Return every line below that contains the word "tower", copying each one unchanged.
···
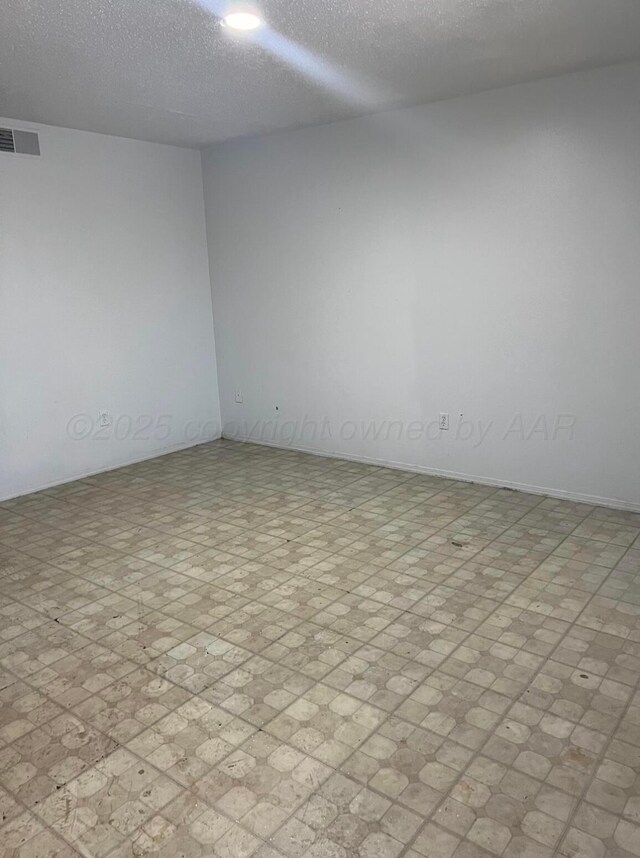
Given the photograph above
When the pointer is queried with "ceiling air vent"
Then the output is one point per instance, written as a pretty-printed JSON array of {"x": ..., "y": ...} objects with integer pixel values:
[{"x": 20, "y": 142}]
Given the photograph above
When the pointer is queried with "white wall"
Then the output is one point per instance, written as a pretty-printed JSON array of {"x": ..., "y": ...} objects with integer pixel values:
[
  {"x": 477, "y": 256},
  {"x": 105, "y": 304}
]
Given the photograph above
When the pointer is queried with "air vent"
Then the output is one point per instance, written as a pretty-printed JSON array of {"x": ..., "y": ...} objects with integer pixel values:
[
  {"x": 19, "y": 142},
  {"x": 6, "y": 140}
]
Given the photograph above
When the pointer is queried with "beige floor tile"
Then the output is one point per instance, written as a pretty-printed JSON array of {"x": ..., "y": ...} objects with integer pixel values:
[{"x": 236, "y": 651}]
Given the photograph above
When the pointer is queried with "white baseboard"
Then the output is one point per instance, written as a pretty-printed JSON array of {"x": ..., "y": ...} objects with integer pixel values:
[
  {"x": 595, "y": 500},
  {"x": 152, "y": 454}
]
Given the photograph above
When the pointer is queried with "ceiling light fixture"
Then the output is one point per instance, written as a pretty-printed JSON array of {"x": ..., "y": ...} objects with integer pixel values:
[{"x": 242, "y": 21}]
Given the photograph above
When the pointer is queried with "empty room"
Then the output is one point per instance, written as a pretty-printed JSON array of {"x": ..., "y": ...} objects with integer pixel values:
[{"x": 320, "y": 429}]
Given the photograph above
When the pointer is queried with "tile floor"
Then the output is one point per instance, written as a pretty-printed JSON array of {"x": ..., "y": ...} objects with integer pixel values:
[{"x": 235, "y": 651}]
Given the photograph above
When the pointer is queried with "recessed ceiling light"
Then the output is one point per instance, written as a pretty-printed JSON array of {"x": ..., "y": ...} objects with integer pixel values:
[{"x": 242, "y": 21}]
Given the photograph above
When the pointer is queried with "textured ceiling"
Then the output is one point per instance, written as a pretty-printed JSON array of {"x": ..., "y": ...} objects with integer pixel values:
[{"x": 165, "y": 70}]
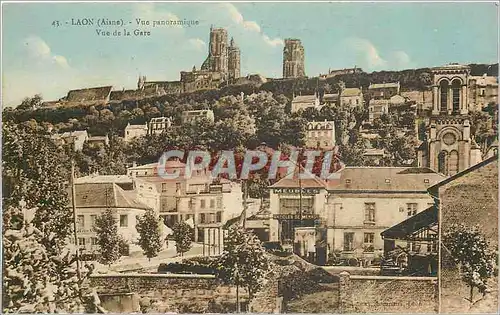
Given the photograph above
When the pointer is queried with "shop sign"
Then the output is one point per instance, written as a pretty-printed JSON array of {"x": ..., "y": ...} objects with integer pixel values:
[
  {"x": 290, "y": 216},
  {"x": 305, "y": 191}
]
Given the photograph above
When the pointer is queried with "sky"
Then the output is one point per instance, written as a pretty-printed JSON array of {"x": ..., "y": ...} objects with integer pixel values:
[{"x": 40, "y": 57}]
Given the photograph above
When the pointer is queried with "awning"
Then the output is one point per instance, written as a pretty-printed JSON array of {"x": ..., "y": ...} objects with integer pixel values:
[{"x": 426, "y": 218}]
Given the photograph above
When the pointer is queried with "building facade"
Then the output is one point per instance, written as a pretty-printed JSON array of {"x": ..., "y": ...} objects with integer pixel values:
[
  {"x": 158, "y": 125},
  {"x": 222, "y": 65},
  {"x": 469, "y": 198},
  {"x": 320, "y": 134},
  {"x": 351, "y": 97},
  {"x": 194, "y": 116},
  {"x": 75, "y": 139},
  {"x": 377, "y": 108},
  {"x": 198, "y": 200},
  {"x": 293, "y": 59},
  {"x": 135, "y": 131},
  {"x": 483, "y": 90},
  {"x": 383, "y": 90},
  {"x": 302, "y": 102},
  {"x": 449, "y": 147},
  {"x": 343, "y": 217},
  {"x": 234, "y": 66},
  {"x": 93, "y": 199}
]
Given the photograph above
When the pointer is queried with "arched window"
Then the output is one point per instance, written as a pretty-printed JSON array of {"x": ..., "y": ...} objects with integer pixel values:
[
  {"x": 453, "y": 163},
  {"x": 455, "y": 88},
  {"x": 443, "y": 162},
  {"x": 443, "y": 104}
]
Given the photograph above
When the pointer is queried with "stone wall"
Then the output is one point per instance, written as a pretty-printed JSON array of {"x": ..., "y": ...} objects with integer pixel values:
[
  {"x": 175, "y": 292},
  {"x": 471, "y": 199},
  {"x": 378, "y": 294}
]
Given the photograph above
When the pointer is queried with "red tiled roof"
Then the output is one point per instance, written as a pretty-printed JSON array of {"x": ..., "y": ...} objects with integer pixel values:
[
  {"x": 90, "y": 94},
  {"x": 400, "y": 179},
  {"x": 103, "y": 195}
]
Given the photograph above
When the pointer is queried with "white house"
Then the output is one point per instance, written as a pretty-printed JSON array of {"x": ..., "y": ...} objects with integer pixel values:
[{"x": 135, "y": 131}]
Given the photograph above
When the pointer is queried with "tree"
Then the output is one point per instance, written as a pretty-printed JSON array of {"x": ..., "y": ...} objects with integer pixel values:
[
  {"x": 35, "y": 279},
  {"x": 244, "y": 262},
  {"x": 148, "y": 227},
  {"x": 470, "y": 250},
  {"x": 108, "y": 239},
  {"x": 30, "y": 103},
  {"x": 183, "y": 235},
  {"x": 35, "y": 172}
]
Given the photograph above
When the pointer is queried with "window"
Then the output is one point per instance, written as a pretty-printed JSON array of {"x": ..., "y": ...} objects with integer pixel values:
[
  {"x": 411, "y": 208},
  {"x": 455, "y": 88},
  {"x": 80, "y": 221},
  {"x": 368, "y": 242},
  {"x": 443, "y": 162},
  {"x": 453, "y": 163},
  {"x": 81, "y": 241},
  {"x": 293, "y": 206},
  {"x": 444, "y": 96},
  {"x": 348, "y": 241},
  {"x": 93, "y": 218},
  {"x": 123, "y": 220},
  {"x": 370, "y": 212}
]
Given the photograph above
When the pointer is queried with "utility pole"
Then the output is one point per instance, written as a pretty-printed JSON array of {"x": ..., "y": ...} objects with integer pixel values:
[
  {"x": 73, "y": 203},
  {"x": 245, "y": 205}
]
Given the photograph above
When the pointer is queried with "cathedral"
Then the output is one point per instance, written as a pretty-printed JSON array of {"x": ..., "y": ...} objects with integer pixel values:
[
  {"x": 449, "y": 147},
  {"x": 293, "y": 59},
  {"x": 222, "y": 65}
]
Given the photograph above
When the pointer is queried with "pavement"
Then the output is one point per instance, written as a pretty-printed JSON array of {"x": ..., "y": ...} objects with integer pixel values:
[{"x": 137, "y": 261}]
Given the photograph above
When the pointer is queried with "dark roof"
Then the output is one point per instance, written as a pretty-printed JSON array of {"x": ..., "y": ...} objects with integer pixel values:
[
  {"x": 312, "y": 181},
  {"x": 385, "y": 179},
  {"x": 104, "y": 195},
  {"x": 464, "y": 172},
  {"x": 426, "y": 218},
  {"x": 90, "y": 94}
]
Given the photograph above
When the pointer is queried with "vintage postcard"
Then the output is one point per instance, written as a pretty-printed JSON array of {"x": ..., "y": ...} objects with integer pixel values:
[{"x": 250, "y": 157}]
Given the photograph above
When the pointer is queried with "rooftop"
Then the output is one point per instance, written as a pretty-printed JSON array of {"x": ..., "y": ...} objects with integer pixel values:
[
  {"x": 89, "y": 94},
  {"x": 350, "y": 92},
  {"x": 381, "y": 179},
  {"x": 105, "y": 195},
  {"x": 95, "y": 179},
  {"x": 383, "y": 85},
  {"x": 304, "y": 98}
]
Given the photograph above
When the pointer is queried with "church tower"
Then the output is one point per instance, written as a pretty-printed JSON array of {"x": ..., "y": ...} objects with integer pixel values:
[
  {"x": 449, "y": 147},
  {"x": 218, "y": 50},
  {"x": 293, "y": 59},
  {"x": 234, "y": 61}
]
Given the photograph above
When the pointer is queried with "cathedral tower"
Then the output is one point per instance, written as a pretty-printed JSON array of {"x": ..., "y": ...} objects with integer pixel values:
[
  {"x": 218, "y": 51},
  {"x": 233, "y": 61},
  {"x": 293, "y": 59},
  {"x": 449, "y": 147}
]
···
▸ **COMPLETE ANSWER**:
When the pointer is queried with "church tower"
When the pointer is queried with "cathedral tower"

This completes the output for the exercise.